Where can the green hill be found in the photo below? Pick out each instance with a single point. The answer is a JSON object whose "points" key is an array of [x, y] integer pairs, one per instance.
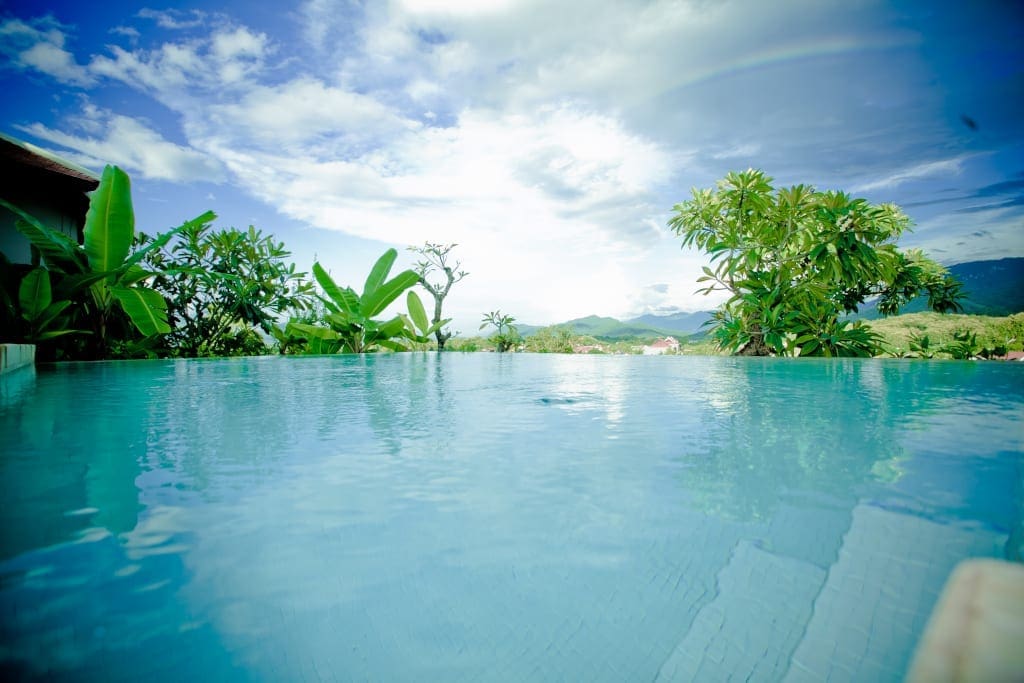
{"points": [[608, 329], [993, 288]]}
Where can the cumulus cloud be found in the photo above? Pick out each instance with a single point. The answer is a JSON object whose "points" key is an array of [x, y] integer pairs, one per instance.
{"points": [[945, 167], [39, 45], [133, 145], [548, 137], [226, 58], [174, 19]]}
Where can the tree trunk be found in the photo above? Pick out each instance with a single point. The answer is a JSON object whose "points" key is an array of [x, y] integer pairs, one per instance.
{"points": [[757, 345]]}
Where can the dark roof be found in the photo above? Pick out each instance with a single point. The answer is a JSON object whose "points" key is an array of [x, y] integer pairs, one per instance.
{"points": [[18, 153]]}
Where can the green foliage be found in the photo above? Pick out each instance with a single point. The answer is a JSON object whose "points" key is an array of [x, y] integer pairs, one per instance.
{"points": [[222, 286], [904, 336], [554, 339], [921, 346], [37, 317], [506, 335], [795, 260], [965, 345], [348, 322], [102, 280]]}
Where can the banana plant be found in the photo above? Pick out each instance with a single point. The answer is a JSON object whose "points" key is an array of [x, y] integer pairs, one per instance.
{"points": [[104, 273], [350, 316]]}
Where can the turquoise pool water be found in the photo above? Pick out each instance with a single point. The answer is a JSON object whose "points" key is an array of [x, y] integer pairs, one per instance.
{"points": [[496, 517]]}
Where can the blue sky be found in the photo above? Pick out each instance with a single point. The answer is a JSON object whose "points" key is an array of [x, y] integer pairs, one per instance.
{"points": [[548, 139]]}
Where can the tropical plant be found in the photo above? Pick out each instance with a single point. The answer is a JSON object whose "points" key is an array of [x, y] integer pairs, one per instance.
{"points": [[28, 310], [554, 339], [222, 286], [435, 259], [506, 336], [103, 278], [349, 316], [796, 260]]}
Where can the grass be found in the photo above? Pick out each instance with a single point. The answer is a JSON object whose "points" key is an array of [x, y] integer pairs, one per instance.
{"points": [[897, 332]]}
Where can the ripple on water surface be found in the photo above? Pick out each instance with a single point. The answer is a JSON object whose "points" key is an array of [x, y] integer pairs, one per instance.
{"points": [[485, 516]]}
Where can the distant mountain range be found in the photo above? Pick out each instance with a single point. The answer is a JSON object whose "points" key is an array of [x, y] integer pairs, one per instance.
{"points": [[644, 327], [993, 288]]}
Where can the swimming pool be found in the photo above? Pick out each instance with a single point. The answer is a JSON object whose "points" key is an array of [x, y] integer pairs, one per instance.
{"points": [[496, 517]]}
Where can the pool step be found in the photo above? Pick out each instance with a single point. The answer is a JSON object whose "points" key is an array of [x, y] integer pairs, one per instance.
{"points": [[751, 629], [861, 628]]}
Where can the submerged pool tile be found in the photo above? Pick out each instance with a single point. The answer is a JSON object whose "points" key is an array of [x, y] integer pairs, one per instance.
{"points": [[751, 628], [881, 547]]}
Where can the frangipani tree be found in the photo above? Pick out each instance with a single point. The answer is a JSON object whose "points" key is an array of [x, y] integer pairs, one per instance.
{"points": [[796, 260]]}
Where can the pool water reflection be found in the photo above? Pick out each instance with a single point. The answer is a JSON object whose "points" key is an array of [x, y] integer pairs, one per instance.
{"points": [[496, 517]]}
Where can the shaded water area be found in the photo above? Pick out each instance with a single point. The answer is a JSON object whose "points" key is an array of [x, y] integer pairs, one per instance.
{"points": [[495, 517]]}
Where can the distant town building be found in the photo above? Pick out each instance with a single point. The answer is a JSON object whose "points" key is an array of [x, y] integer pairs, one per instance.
{"points": [[662, 346], [587, 348]]}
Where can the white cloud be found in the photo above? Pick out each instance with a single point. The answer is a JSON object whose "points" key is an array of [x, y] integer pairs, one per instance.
{"points": [[303, 112], [225, 59], [134, 146], [956, 237], [40, 45], [945, 167], [174, 19], [549, 139]]}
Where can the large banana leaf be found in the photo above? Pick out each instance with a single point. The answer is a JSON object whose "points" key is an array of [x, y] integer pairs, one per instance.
{"points": [[381, 298], [145, 307], [34, 295], [50, 313], [378, 274], [344, 298], [311, 331], [110, 223], [417, 312], [61, 253]]}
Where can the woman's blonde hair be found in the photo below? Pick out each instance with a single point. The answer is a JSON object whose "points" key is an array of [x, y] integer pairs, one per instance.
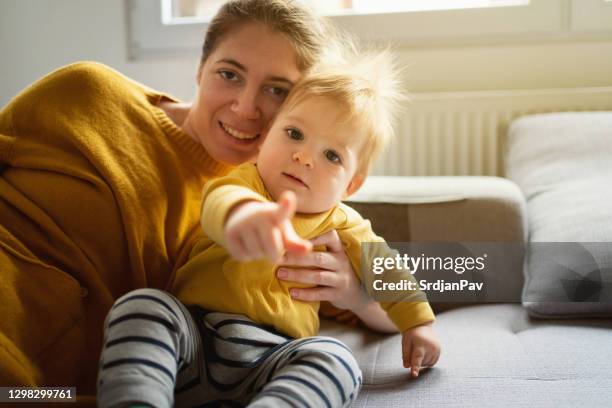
{"points": [[367, 87], [308, 33]]}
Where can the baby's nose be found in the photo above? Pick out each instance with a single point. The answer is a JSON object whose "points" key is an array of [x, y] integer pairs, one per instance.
{"points": [[303, 158]]}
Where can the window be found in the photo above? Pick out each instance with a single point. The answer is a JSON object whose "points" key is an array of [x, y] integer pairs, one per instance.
{"points": [[166, 27]]}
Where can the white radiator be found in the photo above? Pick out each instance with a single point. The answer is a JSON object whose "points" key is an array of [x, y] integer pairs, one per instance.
{"points": [[463, 133]]}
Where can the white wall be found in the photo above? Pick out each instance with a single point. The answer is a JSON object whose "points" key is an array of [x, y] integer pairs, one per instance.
{"points": [[37, 36]]}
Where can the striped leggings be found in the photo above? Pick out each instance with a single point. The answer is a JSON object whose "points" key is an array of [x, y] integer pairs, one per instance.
{"points": [[159, 352]]}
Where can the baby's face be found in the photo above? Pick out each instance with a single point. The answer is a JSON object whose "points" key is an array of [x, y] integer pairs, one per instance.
{"points": [[311, 151]]}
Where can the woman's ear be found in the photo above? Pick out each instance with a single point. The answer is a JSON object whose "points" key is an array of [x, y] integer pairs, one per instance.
{"points": [[199, 74], [354, 185]]}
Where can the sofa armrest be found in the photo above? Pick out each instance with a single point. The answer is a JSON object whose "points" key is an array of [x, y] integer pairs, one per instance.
{"points": [[487, 210], [443, 209]]}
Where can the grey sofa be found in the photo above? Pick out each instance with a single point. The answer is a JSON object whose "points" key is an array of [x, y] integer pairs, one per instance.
{"points": [[493, 354]]}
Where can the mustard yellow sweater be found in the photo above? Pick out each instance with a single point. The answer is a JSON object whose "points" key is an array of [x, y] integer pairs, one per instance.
{"points": [[99, 194], [215, 281]]}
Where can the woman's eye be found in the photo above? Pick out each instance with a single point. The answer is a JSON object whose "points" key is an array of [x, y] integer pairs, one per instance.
{"points": [[294, 134], [332, 156], [228, 75]]}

==*==

### Short exercise
Copy every row above word for word, and leave out the pictures.

### Output for this task
Where can the green hill be found in the photo below? Pick out each instance with a single point. The answer is a JSON object whose "points" key is an array of [x, y] integer pairs, one per instance.
{"points": [[608, 329], [993, 288]]}
Where can the cumulus cloud be found in the photo above? Pick out each instance with a single point. The answer is a JSON object whose "points" key is an array of [x, y] integer pairs, one per instance.
{"points": [[945, 167], [39, 45], [133, 145], [548, 137], [226, 58], [174, 19]]}
Where can the tree trunk be found in the photo above? Pick out each instance with a single point. The answer is a JSON object whose "points" key is an array of [x, y] integer pairs, one per instance.
{"points": [[757, 345]]}
Where can the dark roof be found in the photo above? Pick out each instance with a single point. The answer is a JSON object whose "points" key is an array of [x, y] integer pairs, one per instance.
{"points": [[18, 153]]}
Where can the green foliage be found in the photo above? Pick out each instance with a single point. The answer is a JSON object whose "points" key is an array of [x, y] integer pairs, one per instance.
{"points": [[222, 286], [904, 336], [554, 339], [921, 346], [37, 317], [506, 335], [795, 260], [965, 345], [348, 322], [102, 280]]}
Where can the banana plant be found in the photo above? Pick out each instance with a single point. The answer is a JSON object whose "points" key is an array of [x, y] integer pairs, one per instance.
{"points": [[104, 273], [350, 316]]}
Where can the turquoise pool water be found in the photo above? Pick out each instance with a single point. The answer is a JSON object whose "points" key is an array of [x, y] integer pairs, one per instance.
{"points": [[496, 517]]}
Where can the blue sky be found in the photo above? Pick out each instance with a single point. The answer is a JSON object whose "points" key is an array of [x, y] integer pairs, one per instance.
{"points": [[548, 139]]}
Where can the tropical plant be found in the photo above? Pick out each instance with a single point. The answer is a JSON object whose "points" key is an array of [x, y] integer pairs, one per instance.
{"points": [[28, 310], [554, 339], [222, 286], [435, 259], [506, 336], [103, 278], [349, 316], [796, 260]]}
Where can the grass be found in the photo above? Pick out each instance with a single point. The answer is a JSON object whose "points" key is an array of [x, y] integer pairs, one per instance.
{"points": [[897, 332]]}
Where can the ripple on water surface be found in the photo above? Pick out each instance with a single point. The answer is a JSON object whose "points" key is an array of [x, y] integer pairs, one per instance.
{"points": [[485, 516]]}
Where can the distant mountain range be found in the photo above? Pick out each instance with a single point. The answer is a JSON object whose "points" key is an array of [x, y] integer pairs, one per instance.
{"points": [[644, 327], [993, 288]]}
Where can the swimming pool be found in the photo above? Pick out each instance with a single point. The answer is a JSON object whose "points" key is an array of [x, y] integer pairs, one per instance.
{"points": [[496, 517]]}
Where can the pool step be found in the photo above? Pick out each instance with a single point. The answer is a JSON object whose "points" key is an array of [x, y] integer pairs, one per instance.
{"points": [[751, 629], [861, 628]]}
Where can the submerged pool tile be found in the photo above? Pick out each instance with a single point. The answer is a JSON object whose "points" key is an array of [x, y] integer pairs, one per instance.
{"points": [[751, 628], [881, 547]]}
Where can the frangipani tree be found in the photo above? Pick out each instance with a single point. The answer is a JSON object whose "points" key is an array of [x, y] integer pairs, one per instance.
{"points": [[796, 260]]}
Where can the pool water reflection be found in the photo above? Pick out each instance with a single point. The answer is a JSON object whose "points" key is an array of [x, y] integer pairs, one per instance.
{"points": [[496, 517]]}
Where can the shaded water area be found in the photo above? Pick out each instance with a single point. The answer is a JSON object whose "points" key is an array of [x, y] integer pairs, one per instance.
{"points": [[495, 517]]}
Where can the distant town building be found in the photo above? Pick out each instance with a single point. The answer is a JSON object whose "points" key is an array of [x, y] integer pairs, one per instance.
{"points": [[662, 346], [587, 348]]}
Where can the white cloud be found in the photo above? Pick out each instance with a single point. The answer is a JSON object whose "points" key is an array of [x, y] integer pairs, one per instance.
{"points": [[303, 112], [225, 59], [134, 146], [956, 237], [40, 45], [945, 167], [174, 19], [549, 139]]}
Where can the large banana leaf be found in the photo above? Pick out each instance with a single point. The answer is a JSON object whose "points" key is an array of [x, y] integer pairs, one per instance.
{"points": [[381, 298], [145, 307], [34, 295], [50, 313], [378, 274], [344, 298], [311, 331], [110, 223], [417, 312], [61, 253]]}
Where can the woman's blonde hair be found in the photo below? Pick out each instance with a single point. The answer is a JSON object whose "points" key is an array of [x, y] integer pairs, one per instance.
{"points": [[367, 87], [308, 33]]}
Where can the baby's nose be found in the photo above? Pick out each instance with a single point. The answer is a JSON object whose "points" key is an array of [x, y] integer pairs, one per instance.
{"points": [[303, 158]]}
Where can the window be found in the photo above? Pick out each instance with a single point. The answer is a JSON object whose "points" key is an array of [x, y] integer pairs, one per instance.
{"points": [[166, 27]]}
Where can the white radiator be found in the photo above? Pick out each instance with a single point. The answer is a JSON object whose "points" key is an array of [x, y] integer pairs, one per instance.
{"points": [[463, 133]]}
Where can the white wall be found in the photo above? Pick out each instance with a single point. The answer is a JSON object whose "points" key is an array of [x, y] integer pairs, one per instance.
{"points": [[37, 36]]}
Where can the striped leggings be found in the photo above? Pick out each instance with a single point. The answer is a JSON object whose "points" key is an array of [x, y] integer pairs, one per instance.
{"points": [[159, 352]]}
Where can the baby's face be found in the photo above? Pick out each instance with a single point. The answer is a JSON object whose "points" key is an array of [x, y] integer pairs, one per instance.
{"points": [[311, 151]]}
Where can the woman's ear be found in the photo above? Pick out each instance with a single point. The answer is a JSON object whose "points" key is an array of [x, y] integer pairs, one per instance.
{"points": [[199, 74], [354, 185]]}
Where can the sofa armrest be found in the photo above? Pick out each instance with a single point. The answer is a JSON object whose "points" key is an array of [x, y] integer pairs, one per instance.
{"points": [[487, 210], [443, 209]]}
Where can the grey sofa be found in the photo above? Pick out each instance with a single point. The answer is a JSON object whose "points" key is an array of [x, y] integer pairs, one per instance.
{"points": [[493, 354]]}
Where can the mustard yellow sweater be found in the photo above? Pick out each instance with a single point. The answer is a JSON object whose "points" key is an array of [x, y] integer pairs, one per instance.
{"points": [[99, 194], [215, 281]]}
Where can the woman's eye be found in the photo above? Pick out each instance with a single point. The answer is a JSON object whose "points" key is an array of [x, y] integer pairs, one per instance.
{"points": [[294, 134], [332, 156], [228, 75]]}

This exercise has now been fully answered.